[Stored records]

• • • •

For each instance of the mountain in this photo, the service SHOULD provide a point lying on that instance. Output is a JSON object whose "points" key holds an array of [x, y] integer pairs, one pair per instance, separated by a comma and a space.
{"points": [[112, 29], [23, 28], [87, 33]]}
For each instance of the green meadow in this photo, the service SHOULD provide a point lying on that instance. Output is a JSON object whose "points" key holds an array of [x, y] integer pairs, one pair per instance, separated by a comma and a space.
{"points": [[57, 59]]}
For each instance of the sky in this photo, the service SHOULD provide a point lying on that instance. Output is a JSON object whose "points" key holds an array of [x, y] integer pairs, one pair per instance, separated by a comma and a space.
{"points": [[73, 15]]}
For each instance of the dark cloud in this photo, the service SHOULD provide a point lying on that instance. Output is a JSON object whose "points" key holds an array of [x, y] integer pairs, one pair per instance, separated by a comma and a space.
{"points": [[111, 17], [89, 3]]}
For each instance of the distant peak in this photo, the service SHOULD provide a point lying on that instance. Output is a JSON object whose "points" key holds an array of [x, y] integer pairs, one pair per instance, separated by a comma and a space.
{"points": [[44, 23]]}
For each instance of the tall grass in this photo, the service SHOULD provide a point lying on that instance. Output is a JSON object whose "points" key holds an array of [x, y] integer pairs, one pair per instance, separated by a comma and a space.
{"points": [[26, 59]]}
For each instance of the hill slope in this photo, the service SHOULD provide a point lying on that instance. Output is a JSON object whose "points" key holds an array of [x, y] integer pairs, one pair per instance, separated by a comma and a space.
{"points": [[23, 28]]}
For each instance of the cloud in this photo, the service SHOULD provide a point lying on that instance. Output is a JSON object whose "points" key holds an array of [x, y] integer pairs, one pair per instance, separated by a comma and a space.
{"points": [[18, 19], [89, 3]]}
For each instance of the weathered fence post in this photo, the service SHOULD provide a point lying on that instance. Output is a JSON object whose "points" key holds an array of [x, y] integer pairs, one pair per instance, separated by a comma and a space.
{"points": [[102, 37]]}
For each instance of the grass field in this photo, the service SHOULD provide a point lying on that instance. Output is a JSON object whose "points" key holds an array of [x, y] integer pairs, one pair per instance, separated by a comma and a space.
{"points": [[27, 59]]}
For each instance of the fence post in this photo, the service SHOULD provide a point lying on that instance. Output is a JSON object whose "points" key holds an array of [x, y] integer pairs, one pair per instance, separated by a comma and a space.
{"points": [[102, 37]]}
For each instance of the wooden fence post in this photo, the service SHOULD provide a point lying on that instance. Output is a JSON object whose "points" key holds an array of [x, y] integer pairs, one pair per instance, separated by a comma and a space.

• • • •

Your reply must be the entries above, returned word for word.

◆ **Result below**:
For each instance of the mountain in this photo, the service SHOULD provide a point lying on that instance. Output is a JSON object whose "points" key holds an array of [x, y] integer pairs, one pair per instance, separated by a comma and a space.
{"points": [[112, 29], [23, 28], [87, 33]]}
For each instance of the green meadow in this photo, the service SHOULD provide a point lying on that instance. Output is a JSON object whose "points" key holds an array of [x, y] integer pairs, one pair per instance, separated by a comma and a space.
{"points": [[57, 59]]}
For each instance of the sky in this photo, the service SHOULD provide a point lying on that instance. Output is a JSON object whose "points" key holds an array of [x, y] integer pairs, one pair per instance, separated by a comma and a space.
{"points": [[73, 15]]}
For each instance of the dark cloud in this photo, the service SHOULD provide a point lying on that instance. Output is a JSON object whose "points" key holds an array of [x, y] integer pairs, one pair per instance, separated by a comma and a space.
{"points": [[111, 17], [89, 3]]}
For each instance of the distant peak in this photo, the service SHOULD provide a point lying on that instance. Output is a JSON object whose "points" key holds an array of [x, y] integer pairs, one pair per instance, separated by a comma and a space.
{"points": [[44, 23]]}
For each instance of the tall grass in this photo, the service SHOULD provide a point lying on that instance. Output is a JSON object whose "points" key holds an array of [x, y] integer pairs, one pair per instance, separated by a comma and a space.
{"points": [[26, 59]]}
For each instance of the hill slope in this photo, the service SHOULD provide a point lying on that instance. Output is a JSON object whose "points" key holds an array of [x, y] integer pairs, one pair per instance, separated by a comma and a space.
{"points": [[23, 28]]}
For each instance of the cloud in this photo, the service SHOULD provide a point lying on that instance. Output is a JSON object whose "points" key holds an array of [x, y] integer pairs, one pair per instance, separated by a comma and a space.
{"points": [[18, 19], [89, 3]]}
For each instance of the weathered fence post in this photo, the service SHOULD provide a point lying on that instance. Output is a JSON object whose "points" key holds an array of [x, y] integer pairs, one pair per instance, separated by a comma and a space.
{"points": [[102, 37]]}
For each instance of the grass field in this photo, the service SHOULD provide a point lying on that instance. Output is a JSON object whose "points" key holds an array of [x, y] integer pairs, one pair per instance, separated by a comma and a space.
{"points": [[27, 59]]}
For each instance of the fence post in this photo, the service SHOULD provide a point lying on that instance. Output is a JSON object whose "points" key holds an array of [x, y] integer pairs, one pair per instance, separated by a comma and a space.
{"points": [[102, 37]]}
For each instance of the wooden fence post in this photo, the service SHOULD provide a point lying on that instance. Output is a JSON object whose "points" key holds an array of [x, y] integer pairs, one pair per instance, separated by a comma and a space.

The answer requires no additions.